Exercise goal:
A verbatim copy of all the data is required; the pictures should not appear in it.
-------- Records for processing --------
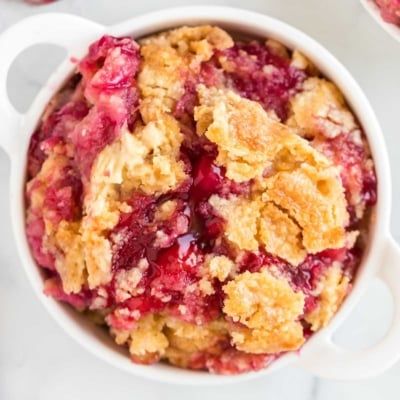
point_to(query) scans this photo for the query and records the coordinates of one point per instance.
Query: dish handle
(328, 360)
(65, 30)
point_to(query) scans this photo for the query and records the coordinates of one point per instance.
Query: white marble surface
(39, 361)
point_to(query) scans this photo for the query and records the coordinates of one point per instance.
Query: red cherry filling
(260, 75)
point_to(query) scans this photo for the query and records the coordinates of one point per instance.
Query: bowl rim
(257, 25)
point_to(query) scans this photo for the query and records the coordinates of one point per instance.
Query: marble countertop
--------
Answer:
point_to(query) scans this photo for the query and records the coordinates of one point per instance.
Query: dish handle
(328, 360)
(65, 30)
point_to(query) scans this photo for the query and records the coordinates of one point per instance.
Query: white marble surface
(39, 361)
point_to(query) scans this photo for the query and records the coordinates of one point per instance.
Query: red cherry filling
(260, 75)
point_to(query) scans this photo for the query and records the coordinates of one point per instance.
Query: bowl rim
(257, 25)
point_to(query) scans this photo for the query and records the coordinates of one point per instance.
Query: marble countertop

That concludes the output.